Task objective: Copy out the data in full, keeping each line exactly as it reads.

Records contained in a dataset:
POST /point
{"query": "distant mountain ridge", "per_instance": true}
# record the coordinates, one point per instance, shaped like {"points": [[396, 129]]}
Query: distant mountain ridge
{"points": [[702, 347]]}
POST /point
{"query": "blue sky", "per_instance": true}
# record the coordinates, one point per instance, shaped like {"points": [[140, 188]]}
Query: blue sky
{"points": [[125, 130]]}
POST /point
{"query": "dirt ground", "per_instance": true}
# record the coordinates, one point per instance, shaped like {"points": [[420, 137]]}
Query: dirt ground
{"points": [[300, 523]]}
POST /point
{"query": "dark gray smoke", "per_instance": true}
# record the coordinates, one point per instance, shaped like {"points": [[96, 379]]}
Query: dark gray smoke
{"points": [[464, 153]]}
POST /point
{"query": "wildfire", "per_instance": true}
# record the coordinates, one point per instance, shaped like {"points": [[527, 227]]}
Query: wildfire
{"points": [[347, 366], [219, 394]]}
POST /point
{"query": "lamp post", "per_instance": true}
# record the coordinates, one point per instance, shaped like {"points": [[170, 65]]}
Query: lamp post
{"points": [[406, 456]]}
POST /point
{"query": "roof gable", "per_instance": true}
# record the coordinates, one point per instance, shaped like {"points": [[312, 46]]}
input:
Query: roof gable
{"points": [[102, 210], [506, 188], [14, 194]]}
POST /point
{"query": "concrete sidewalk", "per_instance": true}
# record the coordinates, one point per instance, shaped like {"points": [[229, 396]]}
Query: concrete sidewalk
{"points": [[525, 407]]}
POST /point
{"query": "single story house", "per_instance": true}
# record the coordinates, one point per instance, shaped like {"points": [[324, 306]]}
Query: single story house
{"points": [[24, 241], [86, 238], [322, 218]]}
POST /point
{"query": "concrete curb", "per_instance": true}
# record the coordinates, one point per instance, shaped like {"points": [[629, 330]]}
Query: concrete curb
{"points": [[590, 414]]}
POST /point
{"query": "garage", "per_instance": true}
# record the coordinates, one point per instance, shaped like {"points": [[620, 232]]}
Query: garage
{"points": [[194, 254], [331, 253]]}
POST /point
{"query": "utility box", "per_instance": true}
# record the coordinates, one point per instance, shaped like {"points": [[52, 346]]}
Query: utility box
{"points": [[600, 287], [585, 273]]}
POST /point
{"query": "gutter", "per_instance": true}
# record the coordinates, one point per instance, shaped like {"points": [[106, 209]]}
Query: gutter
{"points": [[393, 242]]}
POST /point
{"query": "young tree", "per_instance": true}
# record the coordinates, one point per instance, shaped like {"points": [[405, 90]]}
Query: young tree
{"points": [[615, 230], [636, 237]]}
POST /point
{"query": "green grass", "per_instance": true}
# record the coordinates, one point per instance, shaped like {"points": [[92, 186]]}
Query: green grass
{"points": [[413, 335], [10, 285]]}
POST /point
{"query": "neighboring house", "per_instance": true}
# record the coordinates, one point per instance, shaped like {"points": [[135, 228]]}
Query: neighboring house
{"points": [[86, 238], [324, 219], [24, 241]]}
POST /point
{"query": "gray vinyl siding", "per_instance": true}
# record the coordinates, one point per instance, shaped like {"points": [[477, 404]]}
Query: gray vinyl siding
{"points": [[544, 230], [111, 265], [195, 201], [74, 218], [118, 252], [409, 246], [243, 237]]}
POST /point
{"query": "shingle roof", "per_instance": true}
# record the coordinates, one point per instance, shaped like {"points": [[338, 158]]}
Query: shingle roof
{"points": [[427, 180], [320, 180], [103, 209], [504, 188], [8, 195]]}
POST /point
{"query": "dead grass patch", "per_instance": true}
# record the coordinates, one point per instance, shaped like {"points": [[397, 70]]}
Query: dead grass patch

Exercise output:
POST /point
{"query": "distant mountain ridge", "per_instance": true}
# record the coordinates, one point per instance, shaped like {"points": [[396, 129]]}
Query: distant mountain ridge
{"points": [[702, 347]]}
POST /point
{"query": "blue sky", "per_instance": true}
# record the coordinates, one point per instance, shaped like {"points": [[140, 188]]}
Query: blue sky
{"points": [[125, 130]]}
POST /point
{"query": "dirt ground", "per_instance": true}
# record the coordinates, one point per instance, shaped like {"points": [[420, 137]]}
Query: dirt ground
{"points": [[300, 523]]}
POST /point
{"query": "dark gray smoke", "per_instance": true}
# record the coordinates, one point per instance, shaped like {"points": [[96, 379]]}
Query: dark gray smoke
{"points": [[464, 153]]}
POST /point
{"query": "wildfire", "per_instance": true}
# record the coordinates, one point per instance, shaped like {"points": [[527, 227]]}
Query: wildfire
{"points": [[347, 366], [219, 394]]}
POST /point
{"query": "lamp post", "per_instance": true}
# record the coordinates, one point per instance, shaped like {"points": [[170, 65]]}
Query: lamp post
{"points": [[406, 456]]}
POST /point
{"query": "roof gable", "per_instance": true}
# record the coordinates, one point per instance, shaped like {"points": [[312, 46]]}
input:
Query: roof gable
{"points": [[102, 210], [506, 188], [14, 194]]}
POST /point
{"query": "concrete sidewalk", "per_instance": true}
# record the coordinates, one point per instance, shaped like {"points": [[229, 396]]}
Query: concrete sidewalk
{"points": [[525, 407]]}
POST /point
{"query": "single story house", "per_instance": true}
# record the coordinates, one point per instance, shaped like {"points": [[324, 306]]}
Query: single story house
{"points": [[24, 241], [86, 238], [322, 218]]}
POST /point
{"query": "concrete curb", "per_instance": true}
# record the coordinates, one point per instance, shaped like {"points": [[629, 330]]}
Query: concrete curb
{"points": [[590, 414]]}
POST /point
{"query": "garage", "per_instance": true}
# record the coordinates, one point per instance, shaped like {"points": [[620, 232]]}
Query: garage
{"points": [[194, 254], [331, 253]]}
POST /point
{"query": "utility box", "per_instance": true}
# record the coordinates, one point per instance, shaped like {"points": [[52, 346]]}
Query: utility box
{"points": [[600, 287], [585, 273]]}
POST /point
{"query": "gutter", "per_instance": true}
# record the coordinates, one point per instance, shaped like {"points": [[106, 209]]}
Query: gutter
{"points": [[393, 242]]}
POST /point
{"query": "young tree", "per_instance": true}
# record the coordinates, one point per instance, shaped like {"points": [[405, 90]]}
Query: young tree
{"points": [[615, 230], [636, 237]]}
POST /point
{"query": "green grass", "per_instance": true}
# record the coordinates, one point per instance, shaped like {"points": [[92, 186]]}
Query: green grass
{"points": [[413, 335], [10, 285]]}
POST /point
{"query": "neighboring house", "per_instance": true}
# record the coordinates, one point per instance, shaped like {"points": [[135, 228]]}
Query: neighboring house
{"points": [[86, 238], [324, 219], [24, 241]]}
POST /point
{"query": "gray vinyl siding", "per_instance": true}
# record the coordinates, one point per instance, shaped like {"points": [[477, 404]]}
Query: gray vinyl siding
{"points": [[544, 230], [111, 265], [195, 201], [74, 218], [118, 252], [409, 246], [243, 237]]}
POST /point
{"query": "shingle roof", "per_instance": true}
# record the coordinates, one point per instance, shaped like {"points": [[338, 158]]}
Query: shingle roof
{"points": [[427, 180], [320, 180], [103, 209], [504, 188], [8, 195]]}
POST /point
{"query": "dead grass patch", "per_instance": true}
# record the coordinates, one point per instance, shaped like {"points": [[397, 70]]}
Query: dead grass patch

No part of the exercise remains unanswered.